Short problem 1: In the job-search thread, at what Amazon show does SubuSS suggest showing off programming skills in a boot camp?
Short problem 2: Write out the passage of the job-search thread that begins at the words "For example, if" and stops after the words "initiative.".
Short problem 3:
State whether each statement agrees with the job-search thread. Answer yes or no, and quote the words that decide it.
(a) SubuSS is certain that going through a recruiter is effective.
(b) Teams from companies like Amazon actively contribute to some GitHub repositories.
(c) The opening comment recommends perfecting one's resume rather than socializing.

Of course you should make your resume as nice as possible, all I'm advising to
job-seekers is that it isn't enough, and it would probably be worth your time
socializing rather than making your resume absolutely perfect

------
SubuSS
I don't know how effective it is to go via a recruiter. But it is indeed
effective to talk to a technical person directly and establish a rapport.

For example, if you wanted a job with Amazon and are qualified, I would say
send me a mail. Or go to an Amazon show like RE:Invent and show off your
programming skills in a boot camp. You will meet Amazon engineers there. Get
their cards and send them a resume. There are github repositories where teams
from companies like Amazon (AND twitter/fb/google/ms) actively contribute. Go
see how you can improve them and submit a pull request. We not only have
systems work happening in AWS - there is work in every aspect from web
programming to documentation to distribute systems. IMO, it all comes down to
initiative.

Supplied data:
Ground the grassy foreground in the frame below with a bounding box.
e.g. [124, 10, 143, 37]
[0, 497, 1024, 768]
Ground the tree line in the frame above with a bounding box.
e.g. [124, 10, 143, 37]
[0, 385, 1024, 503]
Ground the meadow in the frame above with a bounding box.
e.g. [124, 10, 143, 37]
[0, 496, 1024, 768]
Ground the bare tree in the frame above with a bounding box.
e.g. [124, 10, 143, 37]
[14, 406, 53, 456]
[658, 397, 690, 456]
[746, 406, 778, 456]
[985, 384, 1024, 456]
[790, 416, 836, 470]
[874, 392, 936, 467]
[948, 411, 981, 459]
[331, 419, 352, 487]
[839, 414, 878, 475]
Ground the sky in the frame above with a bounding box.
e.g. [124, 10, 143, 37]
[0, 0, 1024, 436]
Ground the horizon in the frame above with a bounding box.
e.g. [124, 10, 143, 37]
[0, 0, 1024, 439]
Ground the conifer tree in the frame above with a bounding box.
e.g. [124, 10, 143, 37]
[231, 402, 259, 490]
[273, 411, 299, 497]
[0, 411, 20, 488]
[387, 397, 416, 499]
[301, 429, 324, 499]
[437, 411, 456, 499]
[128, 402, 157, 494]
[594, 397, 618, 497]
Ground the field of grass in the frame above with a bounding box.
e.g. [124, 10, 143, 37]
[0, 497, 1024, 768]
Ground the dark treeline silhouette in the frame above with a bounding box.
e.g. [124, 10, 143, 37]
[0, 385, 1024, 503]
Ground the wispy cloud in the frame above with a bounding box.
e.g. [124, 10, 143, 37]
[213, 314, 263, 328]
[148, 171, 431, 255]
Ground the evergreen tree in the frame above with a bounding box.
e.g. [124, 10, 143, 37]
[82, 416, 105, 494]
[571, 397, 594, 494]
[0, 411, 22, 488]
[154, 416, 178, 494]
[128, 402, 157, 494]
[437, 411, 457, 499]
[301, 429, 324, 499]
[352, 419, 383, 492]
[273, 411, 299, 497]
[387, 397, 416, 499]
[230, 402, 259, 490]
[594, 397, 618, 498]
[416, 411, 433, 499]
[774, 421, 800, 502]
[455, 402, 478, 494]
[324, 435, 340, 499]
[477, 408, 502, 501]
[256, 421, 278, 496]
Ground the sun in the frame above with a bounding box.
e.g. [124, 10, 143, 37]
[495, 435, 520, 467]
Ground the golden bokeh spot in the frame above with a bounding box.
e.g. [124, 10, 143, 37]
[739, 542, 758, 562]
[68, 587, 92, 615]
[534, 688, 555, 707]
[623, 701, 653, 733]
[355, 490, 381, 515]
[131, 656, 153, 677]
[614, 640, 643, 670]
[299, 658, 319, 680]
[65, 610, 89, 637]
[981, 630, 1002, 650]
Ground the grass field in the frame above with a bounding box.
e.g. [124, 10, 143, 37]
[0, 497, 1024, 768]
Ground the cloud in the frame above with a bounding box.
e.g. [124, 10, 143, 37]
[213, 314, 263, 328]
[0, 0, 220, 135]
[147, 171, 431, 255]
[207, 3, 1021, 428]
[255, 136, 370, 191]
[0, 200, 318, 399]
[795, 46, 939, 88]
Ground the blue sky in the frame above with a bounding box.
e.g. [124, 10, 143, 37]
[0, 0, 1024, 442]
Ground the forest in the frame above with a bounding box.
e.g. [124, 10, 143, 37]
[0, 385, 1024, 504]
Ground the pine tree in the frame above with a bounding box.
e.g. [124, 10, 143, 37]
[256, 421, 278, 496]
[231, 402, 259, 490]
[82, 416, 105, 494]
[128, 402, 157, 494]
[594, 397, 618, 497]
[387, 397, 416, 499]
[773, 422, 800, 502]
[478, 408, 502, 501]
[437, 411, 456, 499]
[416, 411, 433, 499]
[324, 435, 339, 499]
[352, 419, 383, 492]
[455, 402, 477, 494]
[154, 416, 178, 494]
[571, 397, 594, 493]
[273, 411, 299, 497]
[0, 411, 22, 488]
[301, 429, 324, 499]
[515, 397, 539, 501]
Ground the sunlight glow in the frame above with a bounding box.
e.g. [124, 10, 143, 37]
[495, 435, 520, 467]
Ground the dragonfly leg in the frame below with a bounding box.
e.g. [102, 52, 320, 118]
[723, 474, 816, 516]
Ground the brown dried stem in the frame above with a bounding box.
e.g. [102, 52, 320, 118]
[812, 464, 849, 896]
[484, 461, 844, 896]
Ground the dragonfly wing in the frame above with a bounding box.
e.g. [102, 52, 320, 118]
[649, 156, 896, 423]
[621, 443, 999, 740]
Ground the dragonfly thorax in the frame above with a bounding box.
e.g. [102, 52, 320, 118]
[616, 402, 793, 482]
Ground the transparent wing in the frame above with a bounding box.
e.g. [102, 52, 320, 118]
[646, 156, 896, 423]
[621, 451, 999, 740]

Task answer 1: RE:Invent.

Task answer 2:
For example, if you wanted a job with Amazon and are qualified, I would say
send me a mail. Or go to an Amazon show like RE:Invent and show off your
programming skills in a boot camp. You will meet Amazon engineers there. Get
their cards and send them a resume. There are github repositories where teams
from companies like Amazon (AND twitter/fb/google/ms) actively contribute. Go
see how you can improve them and submit a pull request. We not only have
systems work happening in AWS - there is work in every aspect from web
programming to documentation to distribute systems. IMO, it all comes down to
initiative.

Task answer 3:
(a) No: "I don't know how effective it is to go via a recruiter."
(b) Yes: "There are github repositories where teams from companies like Amazon (AND twitter/fb/google/ms) actively contribute."
(c) No: "it would probably be worth your time socializing rather than making your resume absolutely perfect"